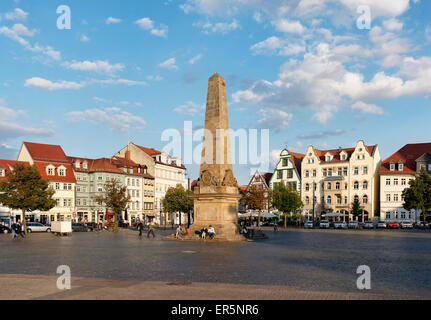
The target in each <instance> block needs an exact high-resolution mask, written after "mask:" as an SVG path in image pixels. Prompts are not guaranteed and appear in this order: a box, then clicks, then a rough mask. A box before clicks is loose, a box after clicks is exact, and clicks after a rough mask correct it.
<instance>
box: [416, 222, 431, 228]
mask: <svg viewBox="0 0 431 320" xmlns="http://www.w3.org/2000/svg"><path fill="white" fill-rule="evenodd" d="M429 227H430V225H429V223H428V222H423V221H421V222H418V223H416V224H415V228H416V229H429Z"/></svg>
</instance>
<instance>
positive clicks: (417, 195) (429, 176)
mask: <svg viewBox="0 0 431 320" xmlns="http://www.w3.org/2000/svg"><path fill="white" fill-rule="evenodd" d="M409 185H410V187H409V188H406V189H404V191H403V198H404V204H403V207H404V209H406V210H412V209H415V210H417V209H420V210H422V213H423V220H424V221H426V210H427V209H430V208H431V176H430V175H429V174H428V173H427V172H426V171H425V169H423V168H422V170H421V172H420V173H419V175H418V176H416V177H415V178H414V179H412V180H410V182H409Z"/></svg>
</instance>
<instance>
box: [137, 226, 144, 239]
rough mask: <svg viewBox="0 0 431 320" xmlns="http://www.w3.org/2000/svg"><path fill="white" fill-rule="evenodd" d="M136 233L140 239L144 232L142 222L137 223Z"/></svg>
mask: <svg viewBox="0 0 431 320" xmlns="http://www.w3.org/2000/svg"><path fill="white" fill-rule="evenodd" d="M138 231H139V237H140V238H142V232H143V231H144V225H143V224H142V222H139V223H138Z"/></svg>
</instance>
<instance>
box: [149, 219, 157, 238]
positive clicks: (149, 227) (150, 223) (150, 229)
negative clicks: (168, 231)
mask: <svg viewBox="0 0 431 320" xmlns="http://www.w3.org/2000/svg"><path fill="white" fill-rule="evenodd" d="M150 234H152V235H153V239H154V238H155V237H156V235H155V234H154V227H153V220H151V221H150V223H149V224H148V233H147V238H149V237H150Z"/></svg>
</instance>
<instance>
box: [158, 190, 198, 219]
mask: <svg viewBox="0 0 431 320" xmlns="http://www.w3.org/2000/svg"><path fill="white" fill-rule="evenodd" d="M189 195H190V191H189V190H186V189H185V188H184V187H183V186H182V185H181V184H177V186H176V187H175V188H173V187H170V188H169V189H168V190H167V191H166V194H165V197H164V198H163V199H162V205H163V211H164V212H170V213H173V212H189V211H190V210H192V209H193V200H192V199H190V197H189Z"/></svg>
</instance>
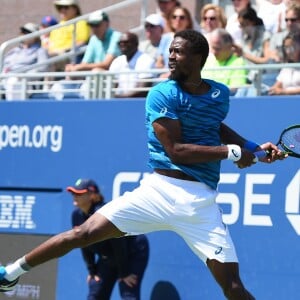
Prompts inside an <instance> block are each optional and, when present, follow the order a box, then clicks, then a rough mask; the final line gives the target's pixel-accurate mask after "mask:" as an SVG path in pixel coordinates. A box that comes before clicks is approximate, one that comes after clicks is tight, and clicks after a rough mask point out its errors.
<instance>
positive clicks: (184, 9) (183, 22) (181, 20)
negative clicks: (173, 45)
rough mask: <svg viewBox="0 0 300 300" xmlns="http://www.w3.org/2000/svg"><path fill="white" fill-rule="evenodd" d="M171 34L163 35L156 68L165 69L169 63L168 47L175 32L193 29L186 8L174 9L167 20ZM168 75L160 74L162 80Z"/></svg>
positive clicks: (158, 52)
mask: <svg viewBox="0 0 300 300" xmlns="http://www.w3.org/2000/svg"><path fill="white" fill-rule="evenodd" d="M167 23H168V26H169V27H170V28H171V32H167V33H164V34H163V36H162V39H161V42H160V44H159V47H158V52H157V53H158V56H157V59H156V62H155V66H156V68H167V67H168V62H169V47H170V45H171V42H172V40H173V37H174V34H175V33H176V32H179V31H182V30H186V29H194V26H193V21H192V16H191V13H190V11H189V10H188V9H187V8H186V7H181V6H178V7H175V8H174V9H173V10H172V11H171V13H170V15H169V17H168V20H167ZM168 75H169V73H163V74H161V77H162V78H166V77H168Z"/></svg>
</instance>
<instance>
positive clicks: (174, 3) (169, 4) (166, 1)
mask: <svg viewBox="0 0 300 300" xmlns="http://www.w3.org/2000/svg"><path fill="white" fill-rule="evenodd" d="M157 5H158V13H159V14H160V15H161V16H162V18H163V19H164V32H170V31H172V29H171V28H170V25H169V23H168V19H169V15H170V14H171V11H172V10H173V9H174V8H175V7H179V6H181V3H180V2H179V1H177V0H157Z"/></svg>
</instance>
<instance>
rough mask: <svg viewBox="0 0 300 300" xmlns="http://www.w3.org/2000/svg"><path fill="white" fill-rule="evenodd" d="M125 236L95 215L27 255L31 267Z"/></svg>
mask: <svg viewBox="0 0 300 300" xmlns="http://www.w3.org/2000/svg"><path fill="white" fill-rule="evenodd" d="M122 235H124V233H122V232H121V231H120V230H119V229H118V228H117V227H116V226H115V225H114V224H112V223H111V222H110V221H108V220H107V219H106V218H105V217H103V216H102V215H101V214H99V213H95V214H94V215H93V216H91V217H90V218H89V219H88V220H87V221H86V222H85V223H83V224H82V225H81V226H78V227H76V228H74V229H72V230H69V231H66V232H63V233H60V234H58V235H55V236H53V237H52V238H50V239H48V240H47V241H45V242H44V243H42V244H41V245H39V246H38V247H36V248H35V249H33V250H32V251H31V252H29V253H27V254H26V255H25V259H26V263H27V264H28V265H29V266H30V267H35V266H37V265H39V264H42V263H44V262H47V261H49V260H51V259H54V258H58V257H61V256H63V255H65V254H67V253H68V252H70V251H71V250H72V249H74V248H82V247H86V246H87V245H89V244H93V243H95V242H99V241H102V240H106V239H109V238H113V237H120V236H122Z"/></svg>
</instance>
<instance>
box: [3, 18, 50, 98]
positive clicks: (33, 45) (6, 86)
mask: <svg viewBox="0 0 300 300" xmlns="http://www.w3.org/2000/svg"><path fill="white" fill-rule="evenodd" d="M38 30H39V25H38V24H35V23H31V22H28V23H26V24H24V25H22V26H21V27H20V35H21V36H24V35H28V34H31V33H34V32H37V31H38ZM47 60H48V54H47V51H46V49H44V48H43V47H42V46H41V39H40V37H33V38H29V39H26V40H24V41H22V42H21V43H20V44H19V45H18V46H16V47H13V48H11V49H10V50H9V51H8V52H7V53H6V54H5V56H4V59H3V70H2V72H3V73H20V72H25V73H36V72H46V71H48V67H49V66H48V64H43V63H45V62H46V61H47ZM39 63H41V64H42V65H40V66H39V67H35V68H32V67H31V69H30V66H31V65H35V64H39ZM24 68H25V70H24ZM22 69H23V71H22ZM28 80H30V81H39V80H42V78H38V77H35V78H28ZM21 84H22V83H21V81H20V78H19V77H16V76H11V77H8V78H5V79H3V80H2V81H1V87H0V88H1V89H2V90H5V99H6V100H19V99H21V95H22V94H21ZM32 88H35V86H34V85H32Z"/></svg>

::::

▶ Work task
Render every line of the rows above as a JSON list of strings, one string per line, skipping blank lines and leaving out the pictures.

▶ Written reply
[
  "The target in each <instance> block needs an exact high-resolution mask, written after \"mask:\" as an SVG path in image pixels. Prompts are not guaranteed and appear in this order: a box, then clicks, then a rough mask. A box before clicks is loose, a box after clicks is exact, and clicks after a rough mask correct it.",
  "<instance>",
  "box: [416, 222, 431, 228]",
  "mask: <svg viewBox=\"0 0 431 320\" xmlns=\"http://www.w3.org/2000/svg\"><path fill=\"white\" fill-rule=\"evenodd\" d=\"M429 227H430V225H429V223H428V222H423V221H421V222H418V223H416V224H415V228H416V229H429Z\"/></svg>",
  "</instance>",
  "<instance>",
  "positive clicks: (417, 195) (429, 176)",
  "mask: <svg viewBox=\"0 0 431 320\" xmlns=\"http://www.w3.org/2000/svg\"><path fill=\"white\" fill-rule=\"evenodd\" d=\"M409 185H410V187H409V188H406V189H404V191H403V198H404V204H403V207H404V209H406V210H412V209H415V210H417V209H420V210H422V213H423V220H424V221H426V210H427V209H430V208H431V176H430V175H429V174H428V173H427V172H426V171H425V169H423V168H422V170H421V172H420V173H419V175H418V176H416V177H415V178H414V179H412V180H410V182H409Z\"/></svg>",
  "</instance>",
  "<instance>",
  "box: [137, 226, 144, 239]",
  "rough mask: <svg viewBox=\"0 0 431 320\" xmlns=\"http://www.w3.org/2000/svg\"><path fill=\"white\" fill-rule=\"evenodd\" d=\"M136 233L140 239L144 232L142 222L137 223Z\"/></svg>",
  "mask: <svg viewBox=\"0 0 431 320\" xmlns=\"http://www.w3.org/2000/svg\"><path fill=\"white\" fill-rule=\"evenodd\" d=\"M138 231H139V237H140V238H142V232H143V231H144V225H143V224H142V222H139V223H138Z\"/></svg>",
  "</instance>",
  "<instance>",
  "box: [149, 219, 157, 238]",
  "positive clicks: (149, 227) (150, 223) (150, 229)",
  "negative clicks: (168, 231)",
  "mask: <svg viewBox=\"0 0 431 320\" xmlns=\"http://www.w3.org/2000/svg\"><path fill=\"white\" fill-rule=\"evenodd\" d=\"M150 234H152V235H153V239H154V238H155V237H156V235H155V234H154V227H153V220H151V221H150V223H149V224H148V233H147V238H149V237H150Z\"/></svg>",
  "</instance>",
  "<instance>",
  "box: [158, 190, 198, 219]",
  "mask: <svg viewBox=\"0 0 431 320\" xmlns=\"http://www.w3.org/2000/svg\"><path fill=\"white\" fill-rule=\"evenodd\" d=\"M189 195H190V191H189V190H186V189H185V188H184V187H183V186H182V185H181V184H177V186H176V187H175V188H173V187H170V188H169V189H168V190H167V191H166V194H165V197H164V198H163V199H162V205H163V211H164V212H170V213H173V212H189V211H190V210H192V209H193V200H192V199H190V197H189Z\"/></svg>",
  "</instance>",
  "Prompts inside an <instance> block are each optional and, when present, follow the order a box, then clicks, then a rough mask; the final line gives the target's pixel-accurate mask after \"mask:\" as an SVG path in pixel coordinates. A box that comes before clicks is approximate, one that comes after clicks is tight, and clicks after a rough mask point out its errors.",
  "<instance>",
  "positive clicks: (184, 9) (183, 22) (181, 20)",
  "negative clicks: (173, 45)",
  "rough mask: <svg viewBox=\"0 0 300 300\" xmlns=\"http://www.w3.org/2000/svg\"><path fill=\"white\" fill-rule=\"evenodd\" d=\"M171 34L163 35L156 68L165 69L169 63L168 47L175 32L193 29L186 8L174 9L167 20ZM168 75L160 74L162 80Z\"/></svg>",
  "positive clicks: (158, 52)",
  "mask: <svg viewBox=\"0 0 300 300\" xmlns=\"http://www.w3.org/2000/svg\"><path fill=\"white\" fill-rule=\"evenodd\" d=\"M167 23H168V26H169V27H170V28H171V32H167V33H164V34H163V36H162V39H161V42H160V44H159V47H158V52H157V53H158V56H157V59H156V62H155V66H156V68H167V67H168V62H169V47H170V45H171V42H172V40H173V37H174V34H175V33H176V32H179V31H182V30H186V29H194V26H193V21H192V16H191V13H190V11H189V10H188V9H187V8H186V7H181V6H178V7H175V8H174V9H173V10H172V11H171V13H170V15H169V17H168V20H167ZM168 75H169V73H163V74H161V77H162V78H166V77H168Z\"/></svg>",
  "</instance>",
  "<instance>",
  "positive clicks: (174, 3) (169, 4) (166, 1)",
  "mask: <svg viewBox=\"0 0 300 300\" xmlns=\"http://www.w3.org/2000/svg\"><path fill=\"white\" fill-rule=\"evenodd\" d=\"M157 5H158V13H159V14H160V15H161V16H162V18H163V19H164V32H170V31H172V29H171V28H170V25H169V23H168V19H169V15H170V14H171V11H172V10H173V9H174V8H175V7H179V6H181V3H180V2H179V1H177V0H157Z\"/></svg>",
  "</instance>",
  "<instance>",
  "rough mask: <svg viewBox=\"0 0 300 300\" xmlns=\"http://www.w3.org/2000/svg\"><path fill=\"white\" fill-rule=\"evenodd\" d=\"M125 236L95 215L27 255L31 267Z\"/></svg>",
  "mask: <svg viewBox=\"0 0 300 300\" xmlns=\"http://www.w3.org/2000/svg\"><path fill=\"white\" fill-rule=\"evenodd\" d=\"M122 235H124V233H122V232H121V231H120V230H119V229H118V228H117V227H116V226H115V225H114V224H112V223H111V222H110V221H108V220H107V219H106V218H105V217H103V216H102V215H101V214H99V213H95V214H94V215H93V216H91V217H90V218H89V219H88V220H87V221H86V222H85V223H83V224H82V225H81V226H78V227H76V228H74V229H72V230H69V231H66V232H63V233H60V234H58V235H55V236H53V237H52V238H50V239H48V240H47V241H45V242H44V243H42V244H41V245H39V246H38V247H36V248H35V249H33V250H32V251H31V252H29V253H27V254H26V255H25V259H26V263H27V264H28V265H29V266H30V267H35V266H37V265H39V264H42V263H44V262H47V261H49V260H51V259H54V258H58V257H61V256H63V255H65V254H67V253H68V252H70V251H71V250H72V249H74V248H82V247H86V246H87V245H89V244H93V243H95V242H99V241H102V240H106V239H109V238H113V237H120V236H122Z\"/></svg>",
  "</instance>",
  "<instance>",
  "box: [3, 18, 50, 98]",
  "positive clicks: (33, 45) (6, 86)",
  "mask: <svg viewBox=\"0 0 300 300\" xmlns=\"http://www.w3.org/2000/svg\"><path fill=\"white\" fill-rule=\"evenodd\" d=\"M38 30H39V25H38V24H35V23H31V22H28V23H26V24H24V25H22V26H21V27H20V35H21V36H24V35H28V34H31V33H34V32H37V31H38ZM47 60H48V54H47V51H46V49H44V48H43V47H42V46H41V39H40V37H33V38H29V39H26V40H24V41H22V42H21V43H20V44H19V45H18V46H16V47H13V48H11V49H10V50H9V51H8V52H7V53H6V54H5V56H4V59H3V70H2V72H3V73H20V72H25V73H36V72H46V71H48V67H49V66H48V64H43V63H45V62H46V61H47ZM39 63H41V64H42V65H40V66H39V67H35V68H32V67H31V69H30V66H31V65H35V64H39ZM24 68H25V70H24ZM22 69H23V71H22ZM28 80H30V81H39V80H42V78H38V77H35V78H28ZM21 84H22V83H21V81H20V78H19V77H16V76H11V77H8V78H5V79H3V80H2V81H1V87H0V88H1V89H2V90H5V99H6V100H19V99H21V95H22V94H21ZM32 88H35V86H34V85H32Z\"/></svg>"
]